--- GIVEN INFORMATION Enclosed Below ---
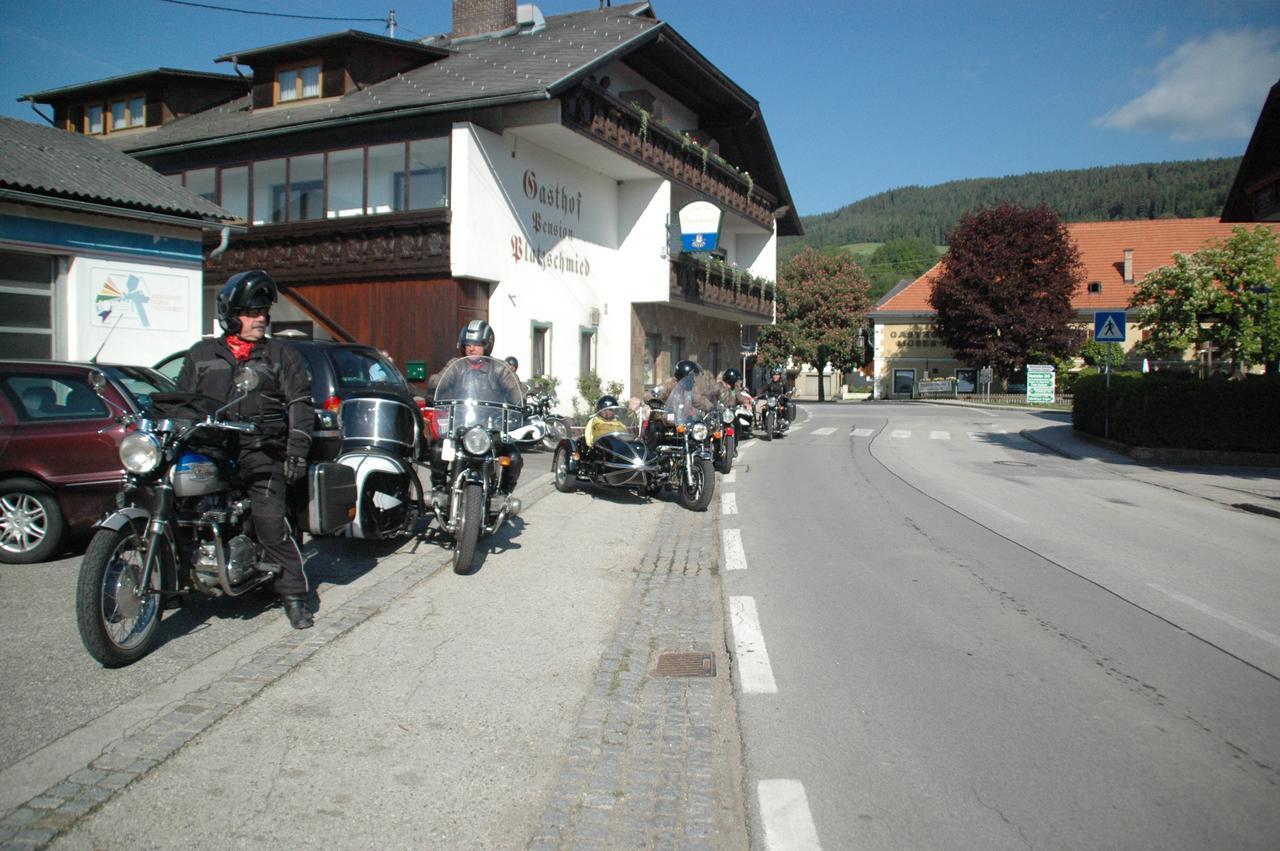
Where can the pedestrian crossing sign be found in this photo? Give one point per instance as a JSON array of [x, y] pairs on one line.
[[1109, 325]]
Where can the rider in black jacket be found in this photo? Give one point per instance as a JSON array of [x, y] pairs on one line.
[[280, 406]]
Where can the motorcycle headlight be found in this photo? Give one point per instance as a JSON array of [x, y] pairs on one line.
[[140, 452], [476, 440]]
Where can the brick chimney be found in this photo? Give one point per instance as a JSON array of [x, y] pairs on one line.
[[480, 17]]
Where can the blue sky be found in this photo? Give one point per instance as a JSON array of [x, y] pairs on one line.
[[859, 97]]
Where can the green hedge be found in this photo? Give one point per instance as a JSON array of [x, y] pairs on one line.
[[1170, 411]]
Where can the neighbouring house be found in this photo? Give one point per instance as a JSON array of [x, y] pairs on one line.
[[1115, 255], [96, 247], [524, 169], [1255, 195]]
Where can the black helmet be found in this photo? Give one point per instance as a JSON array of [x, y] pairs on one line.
[[245, 291], [686, 367], [475, 333]]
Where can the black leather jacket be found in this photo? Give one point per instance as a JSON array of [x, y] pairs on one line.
[[280, 405]]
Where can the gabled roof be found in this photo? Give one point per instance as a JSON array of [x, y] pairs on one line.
[[1260, 165], [305, 47], [1101, 246], [536, 63], [44, 161], [138, 79]]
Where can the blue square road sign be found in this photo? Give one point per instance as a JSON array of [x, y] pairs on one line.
[[1109, 325]]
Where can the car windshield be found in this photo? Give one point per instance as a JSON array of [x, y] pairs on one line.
[[138, 381], [357, 369]]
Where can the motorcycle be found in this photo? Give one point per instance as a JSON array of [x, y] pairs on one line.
[[723, 438], [538, 411], [380, 442], [479, 410], [671, 448], [183, 524], [775, 415]]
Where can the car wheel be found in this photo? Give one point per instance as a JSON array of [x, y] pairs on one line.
[[31, 522]]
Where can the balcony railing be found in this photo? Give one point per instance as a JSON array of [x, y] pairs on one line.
[[704, 280], [629, 129]]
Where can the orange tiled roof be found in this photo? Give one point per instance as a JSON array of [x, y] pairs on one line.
[[1102, 246]]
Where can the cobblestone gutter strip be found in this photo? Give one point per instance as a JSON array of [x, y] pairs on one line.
[[640, 772], [35, 823]]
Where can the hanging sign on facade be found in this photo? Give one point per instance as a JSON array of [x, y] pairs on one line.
[[699, 225]]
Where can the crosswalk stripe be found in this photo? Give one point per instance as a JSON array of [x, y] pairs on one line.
[[735, 556], [754, 671]]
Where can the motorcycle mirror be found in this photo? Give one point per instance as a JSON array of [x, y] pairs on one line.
[[246, 380]]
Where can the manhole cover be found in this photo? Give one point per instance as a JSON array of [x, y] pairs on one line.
[[685, 664]]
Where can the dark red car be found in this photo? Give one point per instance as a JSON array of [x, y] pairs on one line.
[[59, 439]]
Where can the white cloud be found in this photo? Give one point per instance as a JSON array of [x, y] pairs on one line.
[[1207, 88]]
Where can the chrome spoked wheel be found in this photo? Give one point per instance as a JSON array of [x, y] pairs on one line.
[[118, 618], [31, 525]]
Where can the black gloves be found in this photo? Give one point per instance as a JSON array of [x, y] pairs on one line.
[[295, 469]]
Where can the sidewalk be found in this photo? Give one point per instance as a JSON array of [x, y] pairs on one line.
[[1248, 488], [534, 704]]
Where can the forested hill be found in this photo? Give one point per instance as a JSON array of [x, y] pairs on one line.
[[1146, 191]]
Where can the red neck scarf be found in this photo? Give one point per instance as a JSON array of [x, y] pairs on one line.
[[240, 348]]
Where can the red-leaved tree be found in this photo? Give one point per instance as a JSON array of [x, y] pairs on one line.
[[1005, 289], [822, 306]]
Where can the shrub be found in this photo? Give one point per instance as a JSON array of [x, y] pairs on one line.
[[1180, 411]]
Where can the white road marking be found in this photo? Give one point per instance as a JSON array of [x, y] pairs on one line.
[[753, 659], [1257, 632], [785, 813], [735, 557]]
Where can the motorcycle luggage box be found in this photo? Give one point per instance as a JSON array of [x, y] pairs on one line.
[[330, 497]]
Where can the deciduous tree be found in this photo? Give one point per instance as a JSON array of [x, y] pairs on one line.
[[1226, 294], [1005, 288], [821, 309]]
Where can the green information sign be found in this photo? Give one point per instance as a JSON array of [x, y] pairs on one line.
--- End of Enclosed GIVEN INFORMATION ---
§ TASK REQUIREMENTS: Everything in the records above should be retyped exactly except the pictures.

§ EXERCISE ANSWER:
Where can the pedestrian crossing sign be found in this photo? Give one point per instance as a JSON array of [x, y] pairs on one line.
[[1109, 325]]
Where can the rider in black jacket be found in this photo? Give one point per instance as a JSON array of [x, y] pairs on one line.
[[280, 406]]
Where can the motorcycle headlight be found in this photo? Give one point per instance as a JSON array of [x, y] pairs on one line.
[[140, 452], [476, 440]]
Where can the brick chimney be found in this photo? Give one point per instance as a JSON array of [x, y] pairs on one line.
[[480, 17]]
Where can the blue sky be found in this photo? Give one point per instance as a JSON array of [x, y] pairs on one line.
[[859, 97]]
Where can the green hedge be found in this photo? Give one point per instance as a JSON array of [x, y] pairs on one line.
[[1170, 411]]
Where can the neighbouring house be found in this photo? Give one point per instance as a JSON array of [x, y] pairs on one line.
[[1115, 255], [96, 247], [524, 169], [1255, 195]]
Where can the black helmet be found in this photo? Give one point per instance as a JSON array of [x, y] pairs on one line.
[[245, 291], [686, 367], [475, 333]]
Where can the black leather jacket be found in this photo? Give one point per instance as a JSON array of [x, y] pairs on one line.
[[280, 405]]
Where can the gabled roof be found in this photo? Give one point per instance as a JSON array of [x, y] pairs on one line.
[[1260, 165], [305, 47], [1101, 246], [536, 63], [44, 161], [138, 79]]
Where can the blue square road sign be found in this photo? Give one point per instance as a JSON array of [x, y] pairs on one line.
[[1109, 325]]
Where can the car windshield be found in this photo? Give one point per instance as a JSON array of [x, y] pairs on one line.
[[138, 381], [357, 369]]
Where can the motorcycle be found in this photo? Give one point per instance as a JSON array of [x, y] pairs on one line.
[[723, 438], [538, 411], [380, 442], [479, 410], [671, 448], [183, 524], [775, 415]]
Where can the car wheel be found in this photo? Give one point per instance as a JSON array of [x, y] pairs on one line.
[[31, 522]]
Where can the balcony railing be found in this photo? Give one point per instance as a JSON array of [x, y] pairs on one line.
[[704, 280], [629, 129]]
Where can the orange tiled roof be found in this photo? Give one point per instance as a JSON array of [x, y] pairs on one line.
[[1102, 246]]
Where can the cobblestone gutter strip be found in this photo? Give one point per instance as a JSON array of [x, y] pairs on one line.
[[640, 772], [35, 823]]
Where can the hanging sign on facade be found in this photo? Give one point per instance as a JSON array of [x, y] pairs on one line.
[[699, 225]]
Where can the crosswalk stripe be found in this photo? Give one point per instance as a JSON array of [x, y] pairs on one line.
[[735, 556], [754, 671]]
Where can the motorcycle mirror be found in this photo? Give one point per instance as a JSON array of [x, y] pairs on one line.
[[246, 380]]
Where can the manhole cover be found in this photo? Give one point per instance as a JSON array of [x, y] pairs on one line.
[[685, 664]]
Where can the dark red car be found in this photo? Give one point per instance as a JSON array of [x, y] pairs on one line.
[[59, 439]]
Where can the white cloud be found in this photo? Give one point per instance as a JSON array of [x, y] pairs on one line.
[[1207, 88]]
Where can the chrome spoked wheel be found in this photo? Give one point per instance as a JSON array of [x, y] pairs on one line.
[[118, 618], [31, 525]]
Where can the black gloves be found in this photo? Give one point per instance as a JSON array of [x, y] pairs on one line.
[[295, 469]]
Where can the sidewalk be found in this photo? Give one point per instance as a JSON array of [x, y] pairs on one line.
[[1248, 488], [534, 704]]
Where can the forested hill be found in this photo? Give one point per instance as a JSON array of [x, y] pairs on one line.
[[1146, 191]]
Where can the red neck scarf be found in this photo? Give one point per instance as a JSON array of [x, y] pairs on one line.
[[240, 348]]
Where can the red-leaved tree be found in this photo? Give one point per instance as a JSON array of [x, y] pairs on one line.
[[1005, 289], [822, 306]]
Where can the shrub be found in this photo? Give one point per instance as a JSON array of [x, y] pairs on one line.
[[1180, 411]]
Where can the white road marking be found in this photo? Give one point per instance as a JSON array of [x, y] pairs on one line.
[[753, 659], [1257, 632], [785, 813], [735, 557]]
Where can the motorcycle luggage box be found in this photo? Give one point per instance as a JSON array of [x, y] pairs on one line.
[[330, 497]]
Where can the deciduous tree be found in this photo? Give one point per instance as a JSON array of [x, y] pairs on one line.
[[1226, 294], [1005, 288], [821, 309]]
Where can the green information sign be found in this photo? Give one point per instance as a JSON array of [x, y] pairs on one line.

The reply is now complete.